[Relato para análise]
========================================

Rio da Bulha engolido sob a boca-de-lobo |
Rio do Carreirão no único trecho visível em local público |
Míriam Santini de Abreu, jornalista
Eu tenho
21 graus de miopia e, mesmo com lente de contato - de um tipo que não corrige
os outros 3 graus de astigmatismo – enxergo mal. Lembrando do belo dito de
Eduardo Galeano, preciso que as pessoas me ajudem a enxergar. É impressionante
a quantidade de coisas que passam batido pelo meu registro visual. E neste
sábado, 10 de maio, muita gente me ajudou a enxergar coisas que eu nunca tinha
visto. Participei da 5◦ Caminhada Jane Jacobs Floripa, unindo-me a umas 30
pessoas que não ficaram com medo da chuva. Jacobs, a jornalista, escritora e
ativista política, autora do belo livro “Morte e Vida de Grandes
Cidades”, deve ter sorrido.
Começou já na Avenida Hercílio
Luz, onde pela primeira vez vi o mural “A Festa”, do artista plástico Rodrigo
de Haro, na fachada do Clube 12. Nunca havia enxergado aquela obra! E depois,
ao longo da caminhada, foi a vez de enxergar os rios que diferentes administrações
enterraram sob lajes porque deles não quiseram cuidar. Fomos descobrir os rios da Bulha e do Carreirão, aquele o
primeiro a abastecer a antiga Desterro, e em 1922 canalizado para a abertura da Avenida do Saneamento,
hoje a avenida Hercílio Luz. Ah, a memória
perdida dos rios... Do Rio da Bulha ouvi o murmúrio, as águas engolidas
passando sob uma boca-de-lobo.

========================================

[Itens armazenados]
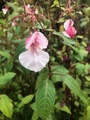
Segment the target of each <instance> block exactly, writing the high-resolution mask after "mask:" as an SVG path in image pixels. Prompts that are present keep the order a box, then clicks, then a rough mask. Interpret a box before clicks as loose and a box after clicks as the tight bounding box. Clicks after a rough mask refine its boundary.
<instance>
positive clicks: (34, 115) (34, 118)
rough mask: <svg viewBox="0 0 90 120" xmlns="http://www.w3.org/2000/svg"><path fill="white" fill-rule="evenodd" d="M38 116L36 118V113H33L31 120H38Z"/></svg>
mask: <svg viewBox="0 0 90 120" xmlns="http://www.w3.org/2000/svg"><path fill="white" fill-rule="evenodd" d="M38 118H39V116H38V112H37V111H34V112H33V115H32V120H38Z"/></svg>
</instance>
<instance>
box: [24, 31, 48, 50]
mask: <svg viewBox="0 0 90 120" xmlns="http://www.w3.org/2000/svg"><path fill="white" fill-rule="evenodd" d="M27 39H28V40H27V41H28V43H27V44H26V49H29V48H30V47H31V45H32V44H33V43H35V42H37V43H38V45H39V48H40V49H43V48H47V45H48V40H47V38H46V37H45V36H44V35H43V34H42V33H41V32H37V31H36V32H34V33H33V34H32V35H31V36H30V37H28V38H27Z"/></svg>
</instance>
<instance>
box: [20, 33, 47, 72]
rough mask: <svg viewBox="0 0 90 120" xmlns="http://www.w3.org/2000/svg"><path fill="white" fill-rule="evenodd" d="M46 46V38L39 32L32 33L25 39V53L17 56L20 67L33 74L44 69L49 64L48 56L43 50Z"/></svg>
mask: <svg viewBox="0 0 90 120" xmlns="http://www.w3.org/2000/svg"><path fill="white" fill-rule="evenodd" d="M47 45H48V40H47V38H46V37H45V36H44V35H43V34H42V33H41V32H37V31H36V32H34V33H33V34H32V35H31V36H29V37H28V38H27V39H26V43H25V48H26V49H27V51H26V52H23V53H21V54H20V55H19V61H20V63H21V65H22V66H24V67H25V68H26V69H29V70H32V71H34V72H38V71H40V70H41V69H42V68H44V67H45V66H46V64H47V63H48V62H49V54H48V53H47V52H45V51H44V50H43V49H45V48H47Z"/></svg>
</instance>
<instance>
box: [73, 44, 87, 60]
mask: <svg viewBox="0 0 90 120" xmlns="http://www.w3.org/2000/svg"><path fill="white" fill-rule="evenodd" d="M71 48H72V49H73V51H74V54H73V56H74V58H76V59H77V60H78V61H83V59H84V58H85V57H87V55H88V51H86V49H85V48H83V47H80V48H75V47H74V46H71Z"/></svg>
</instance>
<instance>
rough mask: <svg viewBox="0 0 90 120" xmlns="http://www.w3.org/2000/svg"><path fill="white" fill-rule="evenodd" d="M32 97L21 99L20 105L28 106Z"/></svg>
mask: <svg viewBox="0 0 90 120" xmlns="http://www.w3.org/2000/svg"><path fill="white" fill-rule="evenodd" d="M33 97H34V95H28V96H26V97H24V98H23V99H22V101H21V103H22V104H28V103H29V102H30V101H31V100H32V99H33Z"/></svg>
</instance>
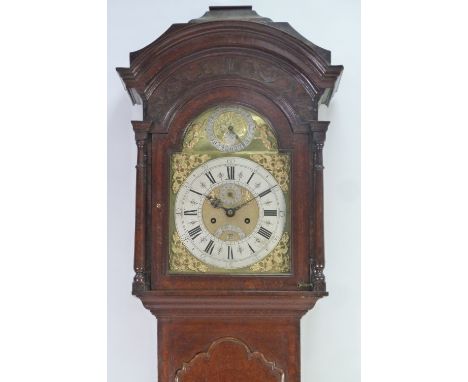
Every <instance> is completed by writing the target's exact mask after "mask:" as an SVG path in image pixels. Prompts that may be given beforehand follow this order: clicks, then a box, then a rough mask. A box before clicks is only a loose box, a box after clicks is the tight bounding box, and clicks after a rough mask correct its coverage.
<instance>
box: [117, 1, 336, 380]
mask: <svg viewBox="0 0 468 382" xmlns="http://www.w3.org/2000/svg"><path fill="white" fill-rule="evenodd" d="M117 71H118V73H119V75H120V77H121V78H122V81H123V83H124V85H125V87H126V89H127V91H128V94H129V95H130V97H131V100H132V102H133V103H139V104H141V105H143V120H142V121H132V125H133V129H134V131H135V139H136V144H137V150H138V151H137V153H138V157H137V164H136V209H135V251H134V271H135V276H134V279H133V283H132V293H133V294H134V295H135V296H137V297H138V298H139V299H140V300H141V302H142V303H143V305H144V306H145V307H146V308H147V309H148V310H149V311H150V312H151V313H153V314H154V315H155V316H156V318H157V324H158V380H159V381H161V382H195V381H197V382H198V381H201V380H203V381H206V382H216V381H220V380H222V381H223V382H232V381H239V380H242V381H256V382H270V381H272V382H273V381H275V382H276V381H277V382H280V381H281V382H286V381H287V382H299V381H300V380H301V378H300V319H301V317H302V316H303V315H304V314H305V313H307V312H308V311H309V310H310V309H312V308H313V307H314V305H315V303H316V302H317V301H318V300H319V299H320V298H322V297H324V296H326V295H327V294H328V293H327V290H326V282H325V275H324V269H325V250H324V229H323V198H324V192H323V171H324V167H323V161H322V150H323V146H324V142H325V135H326V131H327V129H328V125H329V122H328V121H319V120H318V107H319V105H320V104H327V105H328V104H329V102H330V99H331V97H332V95H333V94H334V92H335V91H336V88H337V84H338V82H339V78H340V76H341V73H342V71H343V67H342V66H336V65H331V55H330V52H329V51H327V50H325V49H323V48H320V47H318V46H316V45H314V44H313V43H311V42H310V41H308V40H306V39H305V38H304V37H303V36H301V35H299V34H298V33H297V32H296V31H295V30H294V29H293V28H292V27H291V26H290V25H289V24H287V23H282V22H273V21H272V20H270V19H268V18H265V17H262V16H259V15H258V14H257V13H256V12H255V11H253V10H252V8H251V7H249V6H233V7H210V9H209V11H208V12H207V13H206V14H205V15H204V16H202V17H201V18H198V19H194V20H191V21H190V22H188V23H186V24H174V25H173V26H171V27H170V28H169V29H168V30H167V31H166V32H165V33H164V34H163V35H162V36H161V37H159V38H158V39H157V40H155V41H154V42H153V43H151V44H150V45H148V46H146V47H144V48H143V49H141V50H139V51H136V52H133V53H131V54H130V67H129V68H117ZM336 239H337V238H336Z"/></svg>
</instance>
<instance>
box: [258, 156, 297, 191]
mask: <svg viewBox="0 0 468 382" xmlns="http://www.w3.org/2000/svg"><path fill="white" fill-rule="evenodd" d="M250 159H252V160H253V161H255V162H257V163H258V164H260V165H261V166H262V167H264V168H265V169H266V170H267V171H268V172H269V173H270V174H271V175H273V176H274V177H275V179H276V181H277V182H278V184H279V185H280V187H281V189H282V190H283V191H284V192H287V191H288V188H289V186H288V184H289V169H290V166H289V156H288V155H286V154H253V155H250Z"/></svg>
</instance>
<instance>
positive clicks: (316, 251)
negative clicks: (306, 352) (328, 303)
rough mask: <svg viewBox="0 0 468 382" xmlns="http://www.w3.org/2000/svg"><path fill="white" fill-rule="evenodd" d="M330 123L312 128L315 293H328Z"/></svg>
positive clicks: (316, 123) (325, 122)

========================================

[Questões propostas]
[1] Quais linhas dos registros contêm a palavra "after", respeitando maiúsculas e minúsculas? Reúna todas elas.
[2] Dê continuidade ao relato da caminhada em busca dos rios enterrados a partir do ponto em que ele para.
O relato e os registros não têm relação entre si.

[Respostas em ordem]
[1]
Segment the target of each <instance> block exactly, writing the high-resolution mask after "mask:" as an SVG path in image pixels. Prompts that are present keep the order a box, then clicks, then a rough mask. Interpret a box before clicks as loose and a box after clicks as the tight bounding box. Clicks after a rough mask refine its boundary.
Every <instance> is completed by writing the target's exact mask after "mask:" as an SVG path in image pixels. Prompts that may be given beforehand follow this order: clicks, then a box, then a rough mask. A box before clicks is only a loose box, a box after clicks is the tight bounding box, and clicks after a rough mask correct its coverage.

[2]
Depois me
ajudaram a enxergar o Rio do Carreirão, na Presidente Coutinho, no trecho entre
a Esteves Júnior e a Gama d’Eça. Passei algumas vezes por aquele local e nunca havia notado
o único trecho desse rio ainda visível em local público. Fora esse, o rio só
pode ser visto atrás da Casa Rosa, e agora é mais uma vez vítima da gula
imobiliária do... Ministério Público de Santa Catarina! Essa história é muito
bem contada em artigo do arquiteto Gustavo Pires de Andrade Neto (veja abaixo)
e virou alvo de uma CPI na Assembleia Legislativa de Santa Catarina (http://www.deputadojailson.com.br/noticias/1605/cpi--para-o-bem-do-ministerio-publico).
Em outro
trecho, dentro da área do Exército na Bocaiúva, sobrou visível, do antigo
traçado, apenas uma antiga ponte metálica. E por fim enxerguei o ponto exato
das águas da Baía Norte onde esse rio tão importante para a antiga Desterro encontra
o mar, depois de ter o trajeto e as águas violadas pelo descaso.
Bela
iniciativa, a Caminhada Jane Jacobs Floripa, para nos ajudar a enxergar a
cidade pela qual passamos e da qual às vezes tão pouco percebemos, e as obras,
como o enterro dos rios, que ainda vão afetar a vida de todos nós.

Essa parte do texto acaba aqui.